- What to do -
What lines of the data below hold the string "like"? Copy each one.
───── Data to examine ─────
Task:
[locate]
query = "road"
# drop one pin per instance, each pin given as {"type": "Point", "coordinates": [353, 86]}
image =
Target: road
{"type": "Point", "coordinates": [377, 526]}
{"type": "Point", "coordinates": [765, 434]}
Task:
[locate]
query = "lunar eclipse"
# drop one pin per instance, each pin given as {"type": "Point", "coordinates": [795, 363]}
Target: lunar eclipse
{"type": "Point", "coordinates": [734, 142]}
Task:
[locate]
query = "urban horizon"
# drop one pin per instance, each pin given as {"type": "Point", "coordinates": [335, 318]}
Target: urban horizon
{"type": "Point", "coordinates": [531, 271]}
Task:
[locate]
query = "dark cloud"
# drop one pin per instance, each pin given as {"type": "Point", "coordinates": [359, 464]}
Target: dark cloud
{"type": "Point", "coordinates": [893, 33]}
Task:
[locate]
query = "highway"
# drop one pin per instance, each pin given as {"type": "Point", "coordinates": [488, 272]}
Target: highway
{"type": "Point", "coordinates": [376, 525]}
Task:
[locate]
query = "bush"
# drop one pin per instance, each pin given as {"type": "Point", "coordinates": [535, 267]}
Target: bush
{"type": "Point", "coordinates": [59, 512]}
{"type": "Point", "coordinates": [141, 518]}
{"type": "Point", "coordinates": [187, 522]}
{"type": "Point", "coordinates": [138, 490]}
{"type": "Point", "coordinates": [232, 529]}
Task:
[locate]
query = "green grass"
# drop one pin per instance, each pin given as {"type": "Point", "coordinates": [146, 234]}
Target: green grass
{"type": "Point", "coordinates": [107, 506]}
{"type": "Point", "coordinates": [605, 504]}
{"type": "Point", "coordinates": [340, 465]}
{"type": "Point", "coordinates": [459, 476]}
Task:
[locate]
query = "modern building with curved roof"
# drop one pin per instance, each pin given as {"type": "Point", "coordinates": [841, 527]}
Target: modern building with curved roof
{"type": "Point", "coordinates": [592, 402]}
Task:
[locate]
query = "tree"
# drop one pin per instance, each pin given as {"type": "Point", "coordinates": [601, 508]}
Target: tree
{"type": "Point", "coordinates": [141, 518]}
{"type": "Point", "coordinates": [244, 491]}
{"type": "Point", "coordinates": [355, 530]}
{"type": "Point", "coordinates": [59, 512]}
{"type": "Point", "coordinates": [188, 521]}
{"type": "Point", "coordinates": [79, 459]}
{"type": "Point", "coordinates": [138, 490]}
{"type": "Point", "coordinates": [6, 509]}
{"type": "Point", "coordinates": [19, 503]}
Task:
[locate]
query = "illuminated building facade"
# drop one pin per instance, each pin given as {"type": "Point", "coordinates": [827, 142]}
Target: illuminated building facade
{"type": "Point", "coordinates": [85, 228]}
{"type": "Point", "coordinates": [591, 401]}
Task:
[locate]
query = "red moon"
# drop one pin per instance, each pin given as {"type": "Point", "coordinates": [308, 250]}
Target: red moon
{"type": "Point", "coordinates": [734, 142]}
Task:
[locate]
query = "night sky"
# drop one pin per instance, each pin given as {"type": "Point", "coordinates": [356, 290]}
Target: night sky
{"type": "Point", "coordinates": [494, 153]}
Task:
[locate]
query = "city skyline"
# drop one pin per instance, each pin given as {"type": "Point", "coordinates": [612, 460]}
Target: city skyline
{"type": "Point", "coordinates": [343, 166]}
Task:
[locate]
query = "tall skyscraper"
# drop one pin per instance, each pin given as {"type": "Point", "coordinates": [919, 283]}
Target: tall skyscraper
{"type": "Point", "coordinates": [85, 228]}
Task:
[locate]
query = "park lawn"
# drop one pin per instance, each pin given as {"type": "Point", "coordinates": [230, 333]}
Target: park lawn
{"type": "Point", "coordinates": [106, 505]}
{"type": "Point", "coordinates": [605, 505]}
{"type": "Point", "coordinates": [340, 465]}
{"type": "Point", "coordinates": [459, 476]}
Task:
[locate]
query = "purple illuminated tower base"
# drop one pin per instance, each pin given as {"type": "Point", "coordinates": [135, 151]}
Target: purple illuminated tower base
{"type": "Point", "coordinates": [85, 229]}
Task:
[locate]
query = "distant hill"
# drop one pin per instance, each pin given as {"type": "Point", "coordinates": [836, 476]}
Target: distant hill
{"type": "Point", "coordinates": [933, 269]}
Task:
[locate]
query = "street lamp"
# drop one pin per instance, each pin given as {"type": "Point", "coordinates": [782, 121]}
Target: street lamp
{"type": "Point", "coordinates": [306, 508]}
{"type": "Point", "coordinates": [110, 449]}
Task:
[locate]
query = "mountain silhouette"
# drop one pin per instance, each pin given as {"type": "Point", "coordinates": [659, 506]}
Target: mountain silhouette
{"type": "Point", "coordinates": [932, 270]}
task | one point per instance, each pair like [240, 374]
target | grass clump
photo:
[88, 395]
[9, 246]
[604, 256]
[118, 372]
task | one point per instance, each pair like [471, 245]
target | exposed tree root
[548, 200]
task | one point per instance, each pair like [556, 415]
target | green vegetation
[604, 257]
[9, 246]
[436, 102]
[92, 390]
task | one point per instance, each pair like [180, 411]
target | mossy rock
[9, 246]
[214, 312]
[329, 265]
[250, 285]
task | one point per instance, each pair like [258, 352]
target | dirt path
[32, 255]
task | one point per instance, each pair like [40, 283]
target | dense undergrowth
─────
- Written solution -
task | one point per instance, each pair like [240, 374]
task | one point per instance, each pair like [471, 245]
task | one point per instance, each pair like [556, 415]
task | one point per instance, each pair like [180, 411]
task | one point per instance, each pair like [258, 352]
task | one point per instance, each pair like [40, 283]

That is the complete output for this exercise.